→ WORK INSTRUCTION 1
In the text on siRNA design for plant mRNA targets, what two factors does WMD3 use to score its amiRNA candidates?
→ WORK INSTRUCTION 2
Extend the text on siRNA design for plant mRNA targets, picking up after its last sentence.
[[ EXCERPTED TEXT open ]]
Design of effective siRNAs for plant mRNA targets can be substantially improved by employing new approaches

Recently, significant progress has been made in the design and validation of siRNAs or miRNAs for mRNA targets. Of various design programs, WMD3 (http://wmd3.weigelworld.org) has been widely adapted to aid amiRNA designs to silence plant mRNA targets. In principle, this program can be also used to predict atasiRNAs to be carried by TAS locus to silence mRNA targets. However, there are significant limitations of this design program. It generates a long list of amiRNA candidates for each target gene and score candidates by sequence complementarity and hybridization energy with little consideration of mRNA structure and bounded-regulatory proteins, leading to unknown in vivo efficacy (Li et al. 2013).
[[ EXCERPTED TEXT closed ]]
[[ SOURCE DATA open ]]
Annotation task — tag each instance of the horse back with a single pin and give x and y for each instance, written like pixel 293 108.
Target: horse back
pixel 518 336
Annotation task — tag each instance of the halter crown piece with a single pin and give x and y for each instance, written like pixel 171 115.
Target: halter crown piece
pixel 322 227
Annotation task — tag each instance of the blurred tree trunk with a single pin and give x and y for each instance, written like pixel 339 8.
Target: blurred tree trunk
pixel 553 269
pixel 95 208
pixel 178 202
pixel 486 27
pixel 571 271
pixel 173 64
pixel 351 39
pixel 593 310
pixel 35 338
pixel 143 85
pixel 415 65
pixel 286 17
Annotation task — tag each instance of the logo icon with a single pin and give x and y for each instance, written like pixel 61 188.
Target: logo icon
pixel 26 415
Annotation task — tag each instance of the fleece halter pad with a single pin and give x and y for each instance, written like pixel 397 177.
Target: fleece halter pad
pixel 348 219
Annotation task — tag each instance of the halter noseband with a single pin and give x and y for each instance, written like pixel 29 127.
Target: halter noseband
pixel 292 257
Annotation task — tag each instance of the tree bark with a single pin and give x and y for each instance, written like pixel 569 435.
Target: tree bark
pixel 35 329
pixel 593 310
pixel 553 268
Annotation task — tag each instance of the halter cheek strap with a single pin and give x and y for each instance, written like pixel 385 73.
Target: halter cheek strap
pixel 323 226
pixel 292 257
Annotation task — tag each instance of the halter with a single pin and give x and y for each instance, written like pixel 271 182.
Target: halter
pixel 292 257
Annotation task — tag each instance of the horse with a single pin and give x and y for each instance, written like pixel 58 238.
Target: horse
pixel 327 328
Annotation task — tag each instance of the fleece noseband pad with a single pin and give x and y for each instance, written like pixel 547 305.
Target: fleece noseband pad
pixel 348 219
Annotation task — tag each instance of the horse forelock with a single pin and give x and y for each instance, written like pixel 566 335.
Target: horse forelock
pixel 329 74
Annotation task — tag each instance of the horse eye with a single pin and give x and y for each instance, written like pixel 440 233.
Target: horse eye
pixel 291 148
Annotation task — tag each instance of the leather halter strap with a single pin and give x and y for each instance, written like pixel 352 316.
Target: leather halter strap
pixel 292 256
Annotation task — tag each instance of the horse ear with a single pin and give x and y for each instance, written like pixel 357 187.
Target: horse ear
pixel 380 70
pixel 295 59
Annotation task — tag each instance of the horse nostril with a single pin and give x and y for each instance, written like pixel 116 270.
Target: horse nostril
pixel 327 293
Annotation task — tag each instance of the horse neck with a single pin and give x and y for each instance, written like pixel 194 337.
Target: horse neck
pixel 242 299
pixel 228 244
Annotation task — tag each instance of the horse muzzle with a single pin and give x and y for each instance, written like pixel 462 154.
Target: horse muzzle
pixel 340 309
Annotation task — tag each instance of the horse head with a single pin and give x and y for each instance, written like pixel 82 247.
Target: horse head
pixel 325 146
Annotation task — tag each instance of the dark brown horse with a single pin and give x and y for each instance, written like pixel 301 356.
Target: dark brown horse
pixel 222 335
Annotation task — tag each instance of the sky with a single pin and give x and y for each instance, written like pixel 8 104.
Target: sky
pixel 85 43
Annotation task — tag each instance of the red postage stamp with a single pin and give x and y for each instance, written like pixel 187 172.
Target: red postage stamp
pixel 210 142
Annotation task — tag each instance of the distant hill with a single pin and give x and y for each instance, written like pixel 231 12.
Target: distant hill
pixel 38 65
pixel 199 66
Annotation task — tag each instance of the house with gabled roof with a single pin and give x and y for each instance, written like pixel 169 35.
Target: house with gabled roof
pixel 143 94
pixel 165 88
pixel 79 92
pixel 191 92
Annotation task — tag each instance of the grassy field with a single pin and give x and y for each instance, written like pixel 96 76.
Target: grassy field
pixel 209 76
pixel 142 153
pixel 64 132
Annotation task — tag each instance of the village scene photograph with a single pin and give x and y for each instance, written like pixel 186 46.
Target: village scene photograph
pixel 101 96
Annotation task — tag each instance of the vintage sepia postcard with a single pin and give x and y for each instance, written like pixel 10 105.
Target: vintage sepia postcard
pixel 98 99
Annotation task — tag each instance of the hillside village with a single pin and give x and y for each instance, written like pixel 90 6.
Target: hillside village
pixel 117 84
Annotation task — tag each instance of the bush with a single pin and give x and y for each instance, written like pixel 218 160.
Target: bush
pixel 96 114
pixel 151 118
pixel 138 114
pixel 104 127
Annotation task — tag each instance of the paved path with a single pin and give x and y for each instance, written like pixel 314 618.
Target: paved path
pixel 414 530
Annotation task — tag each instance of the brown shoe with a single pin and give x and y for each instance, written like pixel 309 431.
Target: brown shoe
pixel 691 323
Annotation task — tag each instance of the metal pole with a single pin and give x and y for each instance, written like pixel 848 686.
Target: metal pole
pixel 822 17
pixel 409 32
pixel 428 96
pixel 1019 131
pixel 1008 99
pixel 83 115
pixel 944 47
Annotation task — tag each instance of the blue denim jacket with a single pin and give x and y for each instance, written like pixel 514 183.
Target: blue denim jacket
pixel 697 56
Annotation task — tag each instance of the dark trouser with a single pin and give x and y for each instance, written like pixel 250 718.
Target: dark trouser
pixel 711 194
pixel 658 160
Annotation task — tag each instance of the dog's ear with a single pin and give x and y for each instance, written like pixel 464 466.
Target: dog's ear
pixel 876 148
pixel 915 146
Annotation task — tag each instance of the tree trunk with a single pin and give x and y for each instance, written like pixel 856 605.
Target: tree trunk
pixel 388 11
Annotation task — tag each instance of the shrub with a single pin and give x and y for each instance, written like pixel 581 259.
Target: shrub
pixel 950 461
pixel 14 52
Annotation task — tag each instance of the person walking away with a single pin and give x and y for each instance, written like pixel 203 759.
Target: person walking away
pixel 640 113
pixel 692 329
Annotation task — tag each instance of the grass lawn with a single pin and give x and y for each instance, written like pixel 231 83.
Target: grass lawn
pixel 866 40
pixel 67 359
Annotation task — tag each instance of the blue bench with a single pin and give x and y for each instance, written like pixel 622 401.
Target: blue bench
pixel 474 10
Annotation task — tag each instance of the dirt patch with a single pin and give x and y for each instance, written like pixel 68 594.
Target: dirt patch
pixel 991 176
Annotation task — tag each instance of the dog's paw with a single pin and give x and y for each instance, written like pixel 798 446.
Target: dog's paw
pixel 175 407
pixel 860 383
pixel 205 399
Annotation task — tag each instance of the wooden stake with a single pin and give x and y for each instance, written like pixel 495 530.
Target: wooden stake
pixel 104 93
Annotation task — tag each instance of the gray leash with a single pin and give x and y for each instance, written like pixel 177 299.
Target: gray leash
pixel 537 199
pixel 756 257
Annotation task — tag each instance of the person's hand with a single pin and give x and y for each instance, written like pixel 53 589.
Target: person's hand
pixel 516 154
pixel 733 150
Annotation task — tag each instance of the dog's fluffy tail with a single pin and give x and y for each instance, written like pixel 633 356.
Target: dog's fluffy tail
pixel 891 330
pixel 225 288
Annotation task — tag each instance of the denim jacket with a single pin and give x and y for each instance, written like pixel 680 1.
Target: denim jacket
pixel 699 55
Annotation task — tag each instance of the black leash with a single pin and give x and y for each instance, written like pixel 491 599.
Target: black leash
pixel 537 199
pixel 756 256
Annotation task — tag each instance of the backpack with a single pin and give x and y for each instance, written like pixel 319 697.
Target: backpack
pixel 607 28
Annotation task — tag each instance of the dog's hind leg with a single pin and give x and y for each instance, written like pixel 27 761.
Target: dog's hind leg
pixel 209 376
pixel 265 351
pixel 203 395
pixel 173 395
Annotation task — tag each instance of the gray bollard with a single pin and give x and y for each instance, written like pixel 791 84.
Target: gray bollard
[[ SOURCE DATA closed ]]
→ RESPONSE BOX 1
Sequence complementarity and hybridization energy.

→ RESPONSE BOX 2
Very recently, a new breakthrough has been made in validating effective miRNAs by employing epitope-tagged protein-based amiRNA screens (Li et al. 2013). In this improved approach, a DNA sequence encoding target mRNAs and its adjacent epitope-tagged protein are constitutively or inducibly coexpressed in a transient expression system such as protoplasts with amiRNA candidates targeting single or multiple genes. Because the design principles of amiRNA and atasiRNA candidates are very similar, this new approach can be readily employed to validate atasiRNA (unpublished results), substantially improving the effectiveness of the atasiRNA design and enhancing plant biology study and crop improvements.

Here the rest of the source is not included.